## Tugas yang Dikerjakan
• a. Ringkaslah berita tentang kelangkaan obat COVID-19 di China dalam dua kalimat.
• b. Teruskan berita tentang kelangkaan obat COVID-19 di China mulai dari kalimat terakhirnya.

## Kutipan Teks

========================================

Sumber: Channelnewsasia.com | Editor: Handoyo .
KONTAN.CO.ID - BEIJING. Keluarga yang putus asa mencari obat COVID-19 di China dihadapkan dengan rak apotek yang kosong. Konsumen didorong untuk membeli di pasar online yang suram dan penuh dengan penipuan harga dan penipuan produk.
Beijing bulan lalu tiba-tiba mengubah kebijakan nol virus COVID yang menjadi ciri khasnya menjadi lebih longgar. Langkah itu memicu lonjakan kasus infeksi di seluruh negeri.
Gelombang COVID-19 saat ini telah membuat toko obat kehilangan persediaan, karena orang-orang mengambil obat flu dan demam. Banyak yang terpaksa beralih ke penjual online dengan sedikit jaminan untuk mendapatkan apa yang telah mereka bayar.
Orang-orang China telah lama menanggung skandal yang melibatkan obat tercemar, uji klinis palsu, dan regulasi yang lemah dalam industri medis. Membuat banyak orang skeptis terhadap obat-obatan yang diproduksi di dalam negeri.
Baca Juga: WHO: Tak Ada Varian COVID baru di China, Namun Angka Kematian Tak Sesuai
Dengan putus asa mencari pengobatan untuk anggota keluarga yang sakit, Warga China Qiu mengatakan kepada AFP bahwa dia menghabiskan ribuan dolar untuk obat-obatan COVID-19, setelah menghubungi seseorang secara online yang mengaku wakil dari Ghitai Pharmaceutical yang berbasis di Hong Kong.

========================================

[Butir yang tercantum dalam kumpulan data]
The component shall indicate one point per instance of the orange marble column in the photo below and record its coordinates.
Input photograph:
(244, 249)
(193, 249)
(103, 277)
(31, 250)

========================================

## Jawaban Latihan
• a. Setelah Beijing melonggarkan kebijakan nol COVID dan kasus infeksi melonjak, apotek di China kehabisan obat flu dan demam, sehingga banyak warga beralih ke pasar online yang penuh penipuan harga dan produk. Skandal lama di industri medis, seperti obat tercemar, uji klinis palsu, dan regulasi yang lemah, membuat banyak orang skeptis terhadap obat buatan dalam negeri.

• b.
Orang tersebut mengatakan mereka memiliki akses ke stok Paxlovid, obat COVID-19 yang disetujui Beijing yang dikembangkan oleh raksasa obat-obatan AS Pfizer dan dapat mengirimkan sebagian ke China daratan.
Setelah diarahkan ke situs web yang diklaim resmi, Qiu kemudian membayar 12.000 yuan (US$ 1.740) untuk enam kotak Paxlovid, menurut catatan pembayaran yang dilihat oleh AFP. Namun, Pil yang dia pesan tidak pernah datang dan perwakilan memutuskan kontak. Sehingga membuatnya putus asa, tidak berdaya dan sangat marah.
"Itu perilaku menjijikkan," kata Qiu.